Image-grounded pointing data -
........
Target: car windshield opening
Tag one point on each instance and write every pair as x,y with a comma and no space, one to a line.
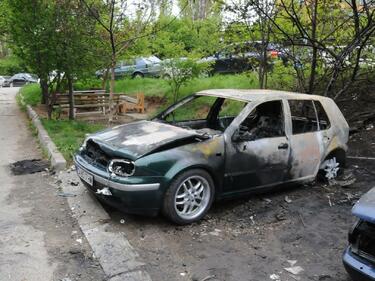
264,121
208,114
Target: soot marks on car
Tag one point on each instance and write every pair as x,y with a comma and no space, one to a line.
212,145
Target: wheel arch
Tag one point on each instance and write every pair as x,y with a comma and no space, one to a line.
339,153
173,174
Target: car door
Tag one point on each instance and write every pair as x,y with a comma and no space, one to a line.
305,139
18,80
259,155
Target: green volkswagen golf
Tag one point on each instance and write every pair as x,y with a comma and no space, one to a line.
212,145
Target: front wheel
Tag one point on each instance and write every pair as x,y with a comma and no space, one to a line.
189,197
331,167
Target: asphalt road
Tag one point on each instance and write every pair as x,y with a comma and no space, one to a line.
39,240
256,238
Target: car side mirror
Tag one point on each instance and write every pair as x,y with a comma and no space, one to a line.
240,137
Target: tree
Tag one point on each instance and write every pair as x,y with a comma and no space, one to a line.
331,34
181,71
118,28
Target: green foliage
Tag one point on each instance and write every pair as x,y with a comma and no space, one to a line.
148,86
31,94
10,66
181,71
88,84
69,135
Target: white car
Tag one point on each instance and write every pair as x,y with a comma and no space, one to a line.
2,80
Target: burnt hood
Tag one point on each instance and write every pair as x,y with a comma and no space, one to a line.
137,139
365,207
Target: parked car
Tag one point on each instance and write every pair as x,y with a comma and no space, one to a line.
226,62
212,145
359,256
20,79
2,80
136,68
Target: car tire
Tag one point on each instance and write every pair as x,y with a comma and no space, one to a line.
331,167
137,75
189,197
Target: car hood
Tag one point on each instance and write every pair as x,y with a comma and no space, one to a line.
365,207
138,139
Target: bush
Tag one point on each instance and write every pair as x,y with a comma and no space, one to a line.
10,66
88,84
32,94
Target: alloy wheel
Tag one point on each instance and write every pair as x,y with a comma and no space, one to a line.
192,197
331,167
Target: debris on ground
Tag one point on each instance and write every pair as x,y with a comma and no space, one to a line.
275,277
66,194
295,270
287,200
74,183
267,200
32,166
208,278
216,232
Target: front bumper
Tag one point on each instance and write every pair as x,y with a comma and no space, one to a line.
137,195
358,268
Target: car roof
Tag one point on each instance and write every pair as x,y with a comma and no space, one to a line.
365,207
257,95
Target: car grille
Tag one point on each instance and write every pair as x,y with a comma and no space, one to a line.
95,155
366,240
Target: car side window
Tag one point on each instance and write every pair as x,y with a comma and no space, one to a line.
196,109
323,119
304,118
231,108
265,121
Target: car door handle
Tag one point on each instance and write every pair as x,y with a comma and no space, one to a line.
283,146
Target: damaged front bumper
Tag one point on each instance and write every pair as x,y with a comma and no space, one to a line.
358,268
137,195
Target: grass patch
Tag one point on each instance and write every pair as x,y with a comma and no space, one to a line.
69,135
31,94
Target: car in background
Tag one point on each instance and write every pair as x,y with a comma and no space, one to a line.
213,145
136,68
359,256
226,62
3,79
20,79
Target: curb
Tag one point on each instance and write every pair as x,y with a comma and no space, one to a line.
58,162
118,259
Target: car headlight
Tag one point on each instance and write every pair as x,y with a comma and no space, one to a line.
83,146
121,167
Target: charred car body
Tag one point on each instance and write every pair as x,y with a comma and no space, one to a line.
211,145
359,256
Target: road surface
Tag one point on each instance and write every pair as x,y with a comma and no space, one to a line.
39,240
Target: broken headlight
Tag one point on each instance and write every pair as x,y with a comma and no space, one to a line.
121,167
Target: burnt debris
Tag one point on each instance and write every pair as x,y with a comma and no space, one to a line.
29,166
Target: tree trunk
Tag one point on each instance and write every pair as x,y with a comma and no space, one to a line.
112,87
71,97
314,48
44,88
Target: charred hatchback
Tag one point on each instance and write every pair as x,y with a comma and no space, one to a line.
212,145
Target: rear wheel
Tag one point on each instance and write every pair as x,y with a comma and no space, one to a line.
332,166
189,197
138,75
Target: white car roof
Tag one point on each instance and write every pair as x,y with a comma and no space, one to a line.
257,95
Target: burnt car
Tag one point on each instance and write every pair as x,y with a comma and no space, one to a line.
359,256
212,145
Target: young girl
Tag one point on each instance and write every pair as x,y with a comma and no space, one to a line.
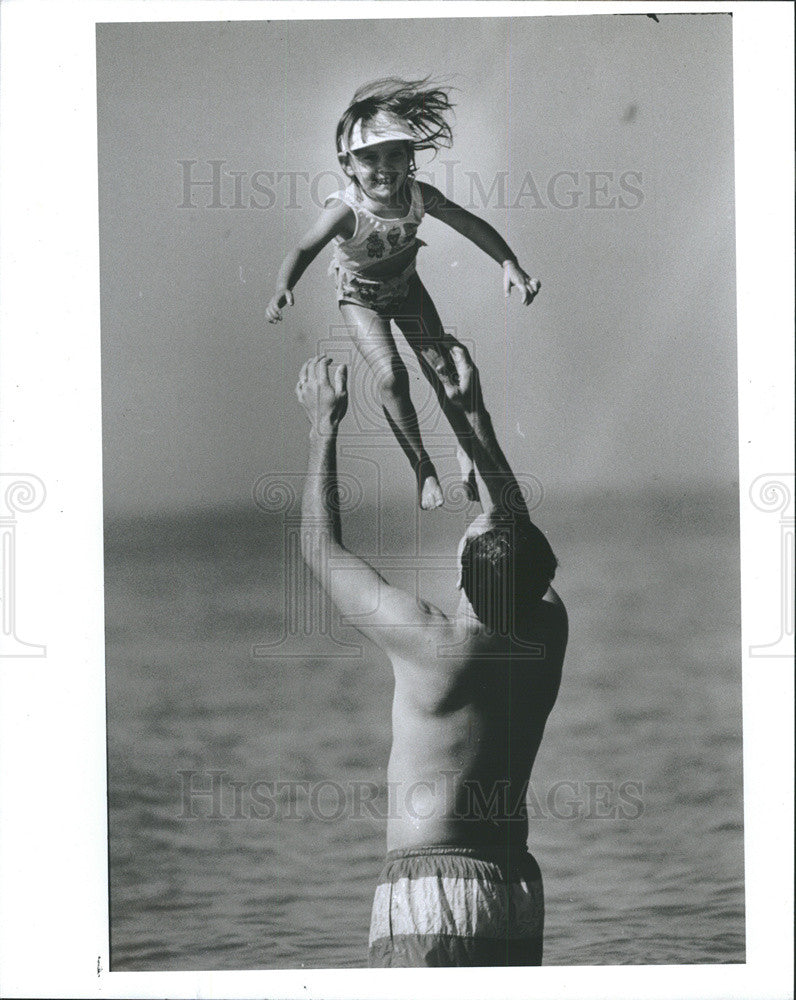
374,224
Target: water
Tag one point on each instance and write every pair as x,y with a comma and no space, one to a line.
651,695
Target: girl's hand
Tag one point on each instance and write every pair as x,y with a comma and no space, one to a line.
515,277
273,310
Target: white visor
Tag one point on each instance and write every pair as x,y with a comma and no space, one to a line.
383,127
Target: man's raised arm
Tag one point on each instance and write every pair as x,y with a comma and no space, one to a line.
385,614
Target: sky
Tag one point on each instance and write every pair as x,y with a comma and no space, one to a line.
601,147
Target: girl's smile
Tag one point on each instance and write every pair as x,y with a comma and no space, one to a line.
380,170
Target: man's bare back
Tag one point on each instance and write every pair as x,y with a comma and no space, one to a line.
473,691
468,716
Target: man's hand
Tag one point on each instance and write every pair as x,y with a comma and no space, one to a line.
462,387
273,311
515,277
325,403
........
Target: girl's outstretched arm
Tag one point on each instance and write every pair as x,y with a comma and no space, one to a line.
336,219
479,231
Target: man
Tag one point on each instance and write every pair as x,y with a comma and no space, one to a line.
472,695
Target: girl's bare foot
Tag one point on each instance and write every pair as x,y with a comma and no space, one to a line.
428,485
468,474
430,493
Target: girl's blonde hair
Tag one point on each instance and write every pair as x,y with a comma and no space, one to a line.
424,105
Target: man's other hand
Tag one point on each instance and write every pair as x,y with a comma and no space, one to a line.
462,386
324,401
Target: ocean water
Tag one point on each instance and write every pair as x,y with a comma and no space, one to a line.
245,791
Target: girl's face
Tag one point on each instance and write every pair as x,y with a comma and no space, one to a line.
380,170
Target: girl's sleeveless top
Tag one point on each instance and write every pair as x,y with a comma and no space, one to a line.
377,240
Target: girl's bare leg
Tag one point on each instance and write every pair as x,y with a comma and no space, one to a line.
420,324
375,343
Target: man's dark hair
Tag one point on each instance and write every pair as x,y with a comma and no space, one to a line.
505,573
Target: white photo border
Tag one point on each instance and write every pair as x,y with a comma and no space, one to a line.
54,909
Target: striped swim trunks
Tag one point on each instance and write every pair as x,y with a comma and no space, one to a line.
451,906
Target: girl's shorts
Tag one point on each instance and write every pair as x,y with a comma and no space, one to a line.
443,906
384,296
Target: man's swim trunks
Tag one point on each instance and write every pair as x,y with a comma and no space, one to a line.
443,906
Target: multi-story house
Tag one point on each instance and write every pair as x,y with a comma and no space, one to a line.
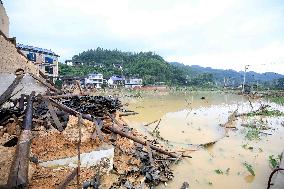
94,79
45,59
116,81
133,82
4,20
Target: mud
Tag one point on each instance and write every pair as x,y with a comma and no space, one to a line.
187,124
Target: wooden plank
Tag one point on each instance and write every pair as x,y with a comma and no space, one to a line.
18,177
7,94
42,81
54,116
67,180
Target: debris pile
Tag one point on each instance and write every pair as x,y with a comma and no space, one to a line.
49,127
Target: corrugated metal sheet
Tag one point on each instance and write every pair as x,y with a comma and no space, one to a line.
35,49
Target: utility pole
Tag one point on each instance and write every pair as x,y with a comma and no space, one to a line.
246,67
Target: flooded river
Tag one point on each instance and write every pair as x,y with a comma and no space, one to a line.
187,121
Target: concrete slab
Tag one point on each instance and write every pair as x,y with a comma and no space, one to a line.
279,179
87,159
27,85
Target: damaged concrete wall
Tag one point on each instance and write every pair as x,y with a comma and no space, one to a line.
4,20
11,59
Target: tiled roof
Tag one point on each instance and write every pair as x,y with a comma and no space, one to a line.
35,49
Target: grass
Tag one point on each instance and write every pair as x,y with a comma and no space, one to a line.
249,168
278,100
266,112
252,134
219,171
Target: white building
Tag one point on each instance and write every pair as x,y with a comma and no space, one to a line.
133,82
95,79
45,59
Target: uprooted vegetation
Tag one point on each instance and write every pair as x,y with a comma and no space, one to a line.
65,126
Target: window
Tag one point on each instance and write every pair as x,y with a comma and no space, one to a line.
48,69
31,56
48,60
........
Instructions to follow - The lines to extract from the data above begin with the line containing "Target: car tire" and end with the line containing "Target: bush". Extract them exactly, including both.

Solution to this exercise -
Target: car tire
Tag one point on each instance and write every pair as x,y with a comma and no space, one to a line.
331,167
137,75
189,197
Target: car hood
Tag one point on each instance and write every pair as x,y with a comma and no space, one to a line.
365,207
138,139
Target: bush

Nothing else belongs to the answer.